# DOCUMENT TEXT
----------------

Modern cameras are jammed solid with automatic functions, but the real creative control comes when you switch to manual and take the decisi...
Modern cameras are jammed solid with automatic functions, but the real creative control comes when you switch to manual and take the decision making into your own hands. Understanding depth of field is the key to unlocking selective focusing as a powerful creative tool.
While we’ve never had it better when it comes to cameras that simplify the technicalities of photography (including black and white photography) all those special effects and digital filters, for example but if you really want to be in control of the end result… well, you have to take control. Modern digital cameras retain a full suite of manual controls and, if you’re still flying on auto pilot, you’ll be amazed what you can achieve with them.
It’s really not as difficult as it might look and, once you’re more involved with the picturemaking process, you’ll also be surprised at how much more enjoyable and rewarding your photography will become.
Depth of field is often perceived as the photographic technicality that causes the most confusion and looks the most difficult to comprehend, but once you grasp the basic principle, it’s actually not all that mysterious and certainly very useful in all areas of photography and film photography. Importantly, depth of field may be one of photography’s key technical considerations, but it also has many creative implications.

----------------

# TASK INSTRUCTIONS
Copy out the depth-of-field article above in full, word for word.

Dataset entries
----------------

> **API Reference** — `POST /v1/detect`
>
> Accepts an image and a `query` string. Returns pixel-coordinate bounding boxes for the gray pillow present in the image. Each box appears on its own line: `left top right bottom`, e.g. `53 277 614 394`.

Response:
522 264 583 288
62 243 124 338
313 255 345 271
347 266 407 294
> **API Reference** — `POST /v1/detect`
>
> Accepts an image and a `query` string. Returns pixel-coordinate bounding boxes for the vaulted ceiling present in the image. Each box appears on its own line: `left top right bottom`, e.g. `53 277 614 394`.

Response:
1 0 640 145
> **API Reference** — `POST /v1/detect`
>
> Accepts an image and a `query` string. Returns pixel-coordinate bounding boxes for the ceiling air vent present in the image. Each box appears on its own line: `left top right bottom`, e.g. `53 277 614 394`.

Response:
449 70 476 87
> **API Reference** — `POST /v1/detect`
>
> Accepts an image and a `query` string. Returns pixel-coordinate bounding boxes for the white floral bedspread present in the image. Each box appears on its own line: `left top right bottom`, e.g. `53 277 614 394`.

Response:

----------------

# RESPONSE TO THE EXERCISE
Modern cameras are jammed solid with automatic functions, but the real creative control comes when you switch to manual and take the decisi...
Modern cameras are jammed solid with automatic functions, but the real creative control comes when you switch to manual and take the decision making into your own hands. Understanding depth of field is the key to unlocking selective focusing as a powerful creative tool.
While we’ve never had it better when it comes to cameras that simplify the technicalities of photography (including black and white photography) all those special effects and digital filters, for example but if you really want to be in control of the end result… well, you have to take control. Modern digital cameras retain a full suite of manual controls and, if you’re still flying on auto pilot, you’ll be amazed what you can achieve with them.
It’s really not as difficult as it might look and, once you’re more involved with the picturemaking process, you’ll also be surprised at how much more enjoyable and rewarding your photography will become.
Depth of field is often perceived as the photographic technicality that causes the most confusion and looks the most difficult to comprehend, but once you grasp the basic principle, it’s actually not all that mysterious and certainly very useful in all areas of photography and film photography. Importantly, depth of field may be one of photography’s key technical considerations, but it also has many creative implications.